**Written task**
Extend the Jira comment about Solr backups failing with NoSuchFileException during merges, starting right after its final sentence.

**Source excerpt**

You are viewing a plain text version of this content. The canonical link for it is here.
Posted to issues@lucene.apache.org by "Chris M. Hostetter (Jira)" <ji...@apache.org> on 2019/10/29 17:53:00 UTC
[jira] [Commented] (SOLR-13872) Backup can fail to read index files w/NoSuchFileException during merges (SOLR-11616 regression)

    [ https://issues.apache.org/jira/browse/SOLR-13872?page=com.atlassian.jira.plugin.system.issuetabpanels:comment-tabpanel&focusedCommentId=16962282#comment-16962282 ] 

Chris M. Hostetter commented on SOLR-13872:
-------------------------------------------


My first inclination is that we'll need to:
* replace {{getLatestCommit()}} with something that (atomicly) does a {{reserveAndGetLatestCommit()}} type operation
* make {{saveCommitPoint(gen)}} smart enough the error if the specified generation is already deleted, or if it's less then the latest commit and "unknown" in the current set of commits (ie: last time {{updateCommitPoints(..)}} was called)
* add a lot of synchronization between the methods that "reserve" a commit and the {{IndexDeletionPolicy}} abstraction methods that can result in a commit being deleted -- we need to make sure that if someone is reserving a commit there is no thread-safety/race condition if the IndexWriter is concurrently asking (us to ask) the delegate {{IndexDeletionPolicy}} to delete that commit.

...but while all of those things are almost certianly neccessary, i'm not sure they are sufficient -- in particular we need to be careful about the order of operations: currently IDPW doesn't invoke it's {{updateCommitPoints(...)}} method (to modify it's internal state) until *after* it's delegated the onInit/onCommit calls from the IndexWriter... which means depending on where/how we synchrnize, and where/how exactly we "mark" reservations, we mightstill wind up in a situation where we tell a caller we've reserved a commit, right after it's deleted, but before we *KNOW* it's deleted.

Adding to my headaches is confusion about the way "named snapshots" and the way {{IndexDeletionPolicyWrapper}} depends on (and consults) {{SolrSnapshotMetaDataManager}} to know if some commits should be saved (even if not reserved) and if/how the thread safety of "naming" these snapshoots works (or should work).

**Recorded data**
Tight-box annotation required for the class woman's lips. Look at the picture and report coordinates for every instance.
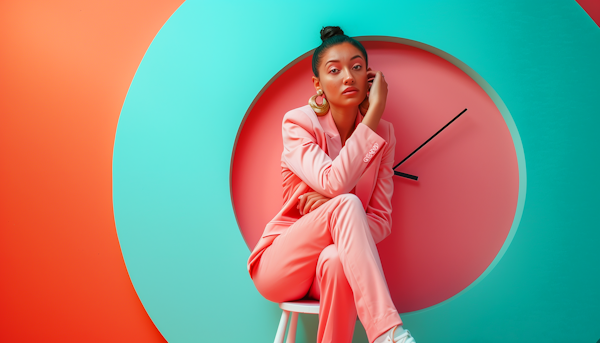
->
[342,87,358,95]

**Written reply**
It's weird to me that the relationship isn't reversed ... that {{SolrSnapshotMetaDataManager}} should call {{IDPW.saveCommitPoint(gen)}} / {{IDPW.releaseCommitPoint(gen)}} instead of eacy {{IndexCommitWrapper}} asking the {{SolrSnapshotMetaDataManager}} if it can be deleted ... i keep second guessing why it works that way and what i might be missunderstanding and what thread safety issues i might not be thinking about as a result. ... i need to spend more time wrapping my head around these "named snapshots" and their lifecycles and all ofthe code paths that touch that.

----

Also, a quick followup to the previously suggested workaround...

In reading up on the code, i realized that even though all of the underlying code paths using IndexDeletionPolicyWrapper have these thread safety issues, the SolrDeletionPolicy configured workaround should work "better" when using the SolrCloud collection API "BACKUP" action, or the (undocumented) CoreAdmin "BACKUP" action instead of using the {{/replication}} handler as i was in my testing for a single core.

The Core/Collection BACKUP actions *attempt* to reserve the current commit before the start of the file copying – meaning that instead of needing to configure large enough values of {{maxCommitsToKeep}} or {{maxCommitAge}} to ensure that the commit is reserved for the entire duration of the backup process (and all of the underlying disk IO), you can (in theory) use smaller values because you only need to configure them to reserve a commit long enough for the SnapShooter code to have a chance to start and do it's own reservation.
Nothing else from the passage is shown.